On occasion, the TVA hires mercenaries for use in the more dangerous missions, such as Justice Peace and Death's Head. These mercenaries often lose limbs which the TVA replaces with clunky robotic parts. Another example of their seemingly anachronistic technology is a time machine shaped like an old locomotive. Professor Justin Alphonse Gamble, a pastiche of the Doctor, is a renegade from the TVA.

Known staff members
 Mr. Alternity – Upper management
 First Secretary
 Professor Justin Alphonse Gamble – A former employee, resigned and stole one of the time capsules
 Justice Mills – A member who appears briefly in a flashback. 
  – The last survivor of the Time Variance Authority who is present at the end of time.
 Mobius M. Mobius – A bureaucrat and middle management, attempted to discipline the Fantastic Four for violations of the TVA's laws
 Mr. Orobouros – A future clone of Mr. Paradox, ceased to exist when Clockwise used the Retro-Active Cannon on Paradox
 Mr. Paradox – He ceased to exist when Clockwise blasted him with the Retro-Active Cannon
 Mr. Tesseract (Junior Management) – A subordinate to Mobius, he was assigned to reconstruct the lost data from Earth-616
 Time Zone Manager
 Time Variance Authority Police Department – A time police group that accompanied Justice Peace in effort to capture Godwulf
 Justice Peace – A former freelance agent. He was punished for infractions of time travel. Currently a member of the Federal Police and Special Services Units that are based in Brooklynopolis
 Justice Might, Justice Truth, and Justice Liberty – Three time police officers who aided Mobius in recapturing the Fantastic Four while they were running loose inside the Null-Time Zone.

- _EXTRACTED ENTRIES_:
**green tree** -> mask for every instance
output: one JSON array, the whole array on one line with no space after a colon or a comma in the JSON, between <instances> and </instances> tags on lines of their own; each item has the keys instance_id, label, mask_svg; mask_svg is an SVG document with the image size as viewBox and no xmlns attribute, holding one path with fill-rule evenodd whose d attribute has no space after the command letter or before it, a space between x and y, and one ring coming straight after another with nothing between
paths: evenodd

* * *

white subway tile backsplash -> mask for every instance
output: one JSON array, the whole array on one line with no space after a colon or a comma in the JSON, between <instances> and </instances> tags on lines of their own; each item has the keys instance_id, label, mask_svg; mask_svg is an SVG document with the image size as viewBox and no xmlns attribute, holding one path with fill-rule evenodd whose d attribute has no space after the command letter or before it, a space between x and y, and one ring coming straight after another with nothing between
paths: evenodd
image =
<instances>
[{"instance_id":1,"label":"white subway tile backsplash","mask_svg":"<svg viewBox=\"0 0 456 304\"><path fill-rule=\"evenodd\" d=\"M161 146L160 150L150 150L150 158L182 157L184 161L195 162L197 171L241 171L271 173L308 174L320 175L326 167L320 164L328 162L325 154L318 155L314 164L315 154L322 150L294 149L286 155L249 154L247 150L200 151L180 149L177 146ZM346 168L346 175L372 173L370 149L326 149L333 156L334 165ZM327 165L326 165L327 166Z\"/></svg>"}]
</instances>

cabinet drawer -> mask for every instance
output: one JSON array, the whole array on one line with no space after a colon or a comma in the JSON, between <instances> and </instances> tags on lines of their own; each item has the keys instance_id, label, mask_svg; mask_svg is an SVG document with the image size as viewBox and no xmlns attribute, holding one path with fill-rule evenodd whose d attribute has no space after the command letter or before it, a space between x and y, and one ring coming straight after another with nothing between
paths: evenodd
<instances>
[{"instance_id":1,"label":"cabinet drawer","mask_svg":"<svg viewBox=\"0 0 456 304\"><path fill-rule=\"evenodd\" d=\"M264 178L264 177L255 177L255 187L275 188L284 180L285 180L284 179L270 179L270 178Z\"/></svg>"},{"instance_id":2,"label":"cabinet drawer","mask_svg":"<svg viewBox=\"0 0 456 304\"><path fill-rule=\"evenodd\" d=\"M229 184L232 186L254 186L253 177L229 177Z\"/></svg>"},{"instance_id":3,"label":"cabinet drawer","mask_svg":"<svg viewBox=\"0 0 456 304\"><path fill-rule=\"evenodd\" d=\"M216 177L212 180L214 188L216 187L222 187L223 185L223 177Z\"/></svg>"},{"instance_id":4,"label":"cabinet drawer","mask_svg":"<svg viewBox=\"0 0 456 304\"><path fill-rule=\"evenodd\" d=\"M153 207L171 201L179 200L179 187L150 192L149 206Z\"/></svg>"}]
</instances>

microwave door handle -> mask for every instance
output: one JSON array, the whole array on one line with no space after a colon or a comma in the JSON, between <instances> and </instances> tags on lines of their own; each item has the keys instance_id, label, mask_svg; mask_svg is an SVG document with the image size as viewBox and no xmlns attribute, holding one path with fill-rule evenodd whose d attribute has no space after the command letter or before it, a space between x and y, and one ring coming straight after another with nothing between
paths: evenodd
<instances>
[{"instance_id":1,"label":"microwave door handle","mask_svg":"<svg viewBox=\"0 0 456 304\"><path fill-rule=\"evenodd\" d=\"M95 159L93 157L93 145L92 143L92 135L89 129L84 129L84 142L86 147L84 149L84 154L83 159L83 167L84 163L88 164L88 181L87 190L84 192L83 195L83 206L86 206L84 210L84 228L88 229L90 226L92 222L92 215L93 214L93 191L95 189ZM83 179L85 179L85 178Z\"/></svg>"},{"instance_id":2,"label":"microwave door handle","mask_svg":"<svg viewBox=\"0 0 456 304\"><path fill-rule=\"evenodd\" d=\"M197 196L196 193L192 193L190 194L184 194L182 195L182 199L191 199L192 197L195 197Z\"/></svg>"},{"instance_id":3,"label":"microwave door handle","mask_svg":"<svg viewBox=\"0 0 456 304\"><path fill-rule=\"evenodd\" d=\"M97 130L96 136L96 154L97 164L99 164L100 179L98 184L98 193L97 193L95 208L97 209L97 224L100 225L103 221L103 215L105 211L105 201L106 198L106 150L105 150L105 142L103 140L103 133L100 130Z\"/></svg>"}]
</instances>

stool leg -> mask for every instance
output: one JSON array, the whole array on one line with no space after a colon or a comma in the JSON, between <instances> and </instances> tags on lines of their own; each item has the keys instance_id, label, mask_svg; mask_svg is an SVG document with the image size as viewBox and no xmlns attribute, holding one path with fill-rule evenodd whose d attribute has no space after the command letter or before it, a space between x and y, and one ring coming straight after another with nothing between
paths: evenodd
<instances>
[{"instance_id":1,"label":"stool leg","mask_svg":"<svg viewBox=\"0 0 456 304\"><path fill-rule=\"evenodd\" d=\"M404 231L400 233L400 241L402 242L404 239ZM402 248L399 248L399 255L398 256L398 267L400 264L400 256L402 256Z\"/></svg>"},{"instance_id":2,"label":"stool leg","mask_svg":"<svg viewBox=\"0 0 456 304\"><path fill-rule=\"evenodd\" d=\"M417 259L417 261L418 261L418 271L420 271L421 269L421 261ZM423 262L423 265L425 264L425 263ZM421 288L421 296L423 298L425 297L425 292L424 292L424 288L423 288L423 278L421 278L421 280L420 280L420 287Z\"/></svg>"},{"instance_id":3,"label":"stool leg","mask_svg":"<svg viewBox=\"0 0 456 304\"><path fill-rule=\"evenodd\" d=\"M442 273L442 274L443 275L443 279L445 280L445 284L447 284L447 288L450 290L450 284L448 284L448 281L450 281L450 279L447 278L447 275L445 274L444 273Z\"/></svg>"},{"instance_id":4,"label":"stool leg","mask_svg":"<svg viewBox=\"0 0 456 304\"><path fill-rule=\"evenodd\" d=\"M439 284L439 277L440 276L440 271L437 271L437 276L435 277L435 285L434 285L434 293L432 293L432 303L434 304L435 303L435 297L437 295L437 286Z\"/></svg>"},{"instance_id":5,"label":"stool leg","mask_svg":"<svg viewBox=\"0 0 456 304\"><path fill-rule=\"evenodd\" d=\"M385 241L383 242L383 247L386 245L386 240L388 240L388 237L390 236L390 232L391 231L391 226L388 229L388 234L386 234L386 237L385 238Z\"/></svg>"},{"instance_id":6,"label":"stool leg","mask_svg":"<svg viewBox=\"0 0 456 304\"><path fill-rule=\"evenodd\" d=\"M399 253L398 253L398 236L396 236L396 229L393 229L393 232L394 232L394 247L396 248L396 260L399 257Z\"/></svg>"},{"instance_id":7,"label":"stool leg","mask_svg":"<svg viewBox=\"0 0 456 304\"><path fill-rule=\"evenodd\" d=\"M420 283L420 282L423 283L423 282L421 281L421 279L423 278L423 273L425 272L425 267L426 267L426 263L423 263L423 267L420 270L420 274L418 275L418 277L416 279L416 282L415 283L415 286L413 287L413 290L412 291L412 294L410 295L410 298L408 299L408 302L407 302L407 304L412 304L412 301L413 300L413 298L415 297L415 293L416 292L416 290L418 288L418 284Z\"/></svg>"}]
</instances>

...

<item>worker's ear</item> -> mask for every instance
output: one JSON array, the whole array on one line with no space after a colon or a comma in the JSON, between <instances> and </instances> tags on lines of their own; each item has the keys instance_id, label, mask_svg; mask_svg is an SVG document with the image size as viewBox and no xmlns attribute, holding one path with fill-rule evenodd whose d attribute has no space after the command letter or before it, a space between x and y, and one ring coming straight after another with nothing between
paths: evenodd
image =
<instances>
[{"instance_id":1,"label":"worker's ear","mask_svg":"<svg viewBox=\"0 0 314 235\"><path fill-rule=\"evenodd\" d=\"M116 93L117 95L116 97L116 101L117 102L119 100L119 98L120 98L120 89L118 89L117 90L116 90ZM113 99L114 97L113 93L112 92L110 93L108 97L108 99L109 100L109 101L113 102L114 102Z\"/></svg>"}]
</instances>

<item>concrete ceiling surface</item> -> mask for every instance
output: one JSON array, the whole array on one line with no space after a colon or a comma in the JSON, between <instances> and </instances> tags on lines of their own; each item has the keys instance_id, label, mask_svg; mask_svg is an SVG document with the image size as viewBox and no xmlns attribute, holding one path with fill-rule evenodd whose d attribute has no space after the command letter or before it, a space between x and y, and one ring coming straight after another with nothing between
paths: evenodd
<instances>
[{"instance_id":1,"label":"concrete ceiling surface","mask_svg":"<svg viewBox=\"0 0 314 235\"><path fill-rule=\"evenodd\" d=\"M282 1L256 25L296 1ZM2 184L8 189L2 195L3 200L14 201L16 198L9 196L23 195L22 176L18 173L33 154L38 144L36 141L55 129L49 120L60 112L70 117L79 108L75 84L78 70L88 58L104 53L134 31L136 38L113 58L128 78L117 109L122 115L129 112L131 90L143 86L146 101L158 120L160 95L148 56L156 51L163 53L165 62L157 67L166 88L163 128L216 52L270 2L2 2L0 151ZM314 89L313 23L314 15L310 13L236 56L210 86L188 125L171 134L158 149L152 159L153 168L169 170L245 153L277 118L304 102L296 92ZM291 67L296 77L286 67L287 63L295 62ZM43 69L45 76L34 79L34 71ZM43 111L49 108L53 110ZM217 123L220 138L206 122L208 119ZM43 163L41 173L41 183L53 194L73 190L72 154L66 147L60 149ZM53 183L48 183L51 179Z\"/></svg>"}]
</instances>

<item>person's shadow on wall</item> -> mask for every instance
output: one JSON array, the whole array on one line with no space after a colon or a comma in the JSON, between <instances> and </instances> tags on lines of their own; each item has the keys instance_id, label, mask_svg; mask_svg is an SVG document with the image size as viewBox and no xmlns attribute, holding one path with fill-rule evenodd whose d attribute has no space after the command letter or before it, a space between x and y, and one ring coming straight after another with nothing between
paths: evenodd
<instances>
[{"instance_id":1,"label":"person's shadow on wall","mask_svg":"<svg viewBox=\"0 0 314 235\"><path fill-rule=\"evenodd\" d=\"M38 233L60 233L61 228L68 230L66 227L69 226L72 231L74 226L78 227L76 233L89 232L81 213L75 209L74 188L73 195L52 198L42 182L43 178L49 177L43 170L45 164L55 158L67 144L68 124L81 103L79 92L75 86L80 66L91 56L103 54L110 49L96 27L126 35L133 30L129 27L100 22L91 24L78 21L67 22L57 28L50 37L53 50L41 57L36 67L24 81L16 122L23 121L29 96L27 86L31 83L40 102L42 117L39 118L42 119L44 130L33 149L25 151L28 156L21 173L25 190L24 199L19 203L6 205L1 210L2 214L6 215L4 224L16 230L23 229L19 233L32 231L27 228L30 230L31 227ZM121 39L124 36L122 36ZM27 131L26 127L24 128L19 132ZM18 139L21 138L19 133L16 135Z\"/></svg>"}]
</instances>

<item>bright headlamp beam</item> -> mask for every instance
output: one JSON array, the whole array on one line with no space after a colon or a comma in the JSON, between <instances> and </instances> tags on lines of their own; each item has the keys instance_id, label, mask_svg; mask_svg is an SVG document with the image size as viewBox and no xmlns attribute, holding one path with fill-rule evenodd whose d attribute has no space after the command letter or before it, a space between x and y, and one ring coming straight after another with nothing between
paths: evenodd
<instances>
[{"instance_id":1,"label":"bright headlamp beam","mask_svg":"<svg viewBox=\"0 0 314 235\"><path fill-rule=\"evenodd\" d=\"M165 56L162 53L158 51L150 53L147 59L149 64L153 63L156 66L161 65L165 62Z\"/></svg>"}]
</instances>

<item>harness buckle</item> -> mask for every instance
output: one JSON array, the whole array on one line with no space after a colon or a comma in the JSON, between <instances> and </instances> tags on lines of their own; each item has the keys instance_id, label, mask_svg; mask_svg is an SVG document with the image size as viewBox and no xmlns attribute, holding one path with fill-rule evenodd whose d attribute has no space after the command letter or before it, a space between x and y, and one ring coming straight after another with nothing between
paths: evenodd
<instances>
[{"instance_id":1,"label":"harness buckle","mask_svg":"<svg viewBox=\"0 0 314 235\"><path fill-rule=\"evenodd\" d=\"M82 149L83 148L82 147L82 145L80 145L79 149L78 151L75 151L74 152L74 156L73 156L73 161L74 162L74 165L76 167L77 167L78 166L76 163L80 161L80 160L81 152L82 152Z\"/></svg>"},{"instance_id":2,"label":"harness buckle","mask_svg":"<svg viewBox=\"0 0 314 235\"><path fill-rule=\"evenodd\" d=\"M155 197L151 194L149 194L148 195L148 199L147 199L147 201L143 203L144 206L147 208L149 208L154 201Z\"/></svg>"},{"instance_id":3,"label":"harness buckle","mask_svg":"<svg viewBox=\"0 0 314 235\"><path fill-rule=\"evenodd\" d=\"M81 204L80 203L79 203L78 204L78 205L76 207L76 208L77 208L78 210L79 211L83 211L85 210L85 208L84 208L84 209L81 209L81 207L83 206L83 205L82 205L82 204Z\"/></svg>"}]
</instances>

- _STATED EXERCISE 1_: Please return the passage of the Time Variance Authority text starting at "On occasion, the" and ending at "end of time.".
- _STATED EXERCISE 2_:
Answer these questions from the Time Variance Authority text:
(a) What is the TVA's time machine shaped like?
(b) Who is described as a future clone of Mr. Paradox?
(c) What was Mr. Tesseract assigned to do?

- _WRITTEN RESPONSE 1_:
On occasion, the TVA hires mercenaries for use in the more dangerous missions, such as Justice Peace and Death's Head. These mercenaries often lose limbs which the TVA replaces with clunky robotic parts. Another example of their seemingly anachronistic technology is a time machine shaped like an old locomotive. Professor Justin Alphonse Gamble, a pastiche of the Doctor, is a renegade from the TVA.

Known staff members
 Mr. Alternity – Upper management
 First Secretary
 Professor Justin Alphonse Gamble – A former employee, resigned and stole one of the time capsules
 Justice Mills – A member who appears briefly in a flashback. 
  – The last survivor of the Time Variance Authority who is present at the end of time.

- _WRITTEN RESPONSE 2_:
(a) An old locomotive.
(b) Mr. Orobouros.
(c) Reconstruct the lost data from Earth-616.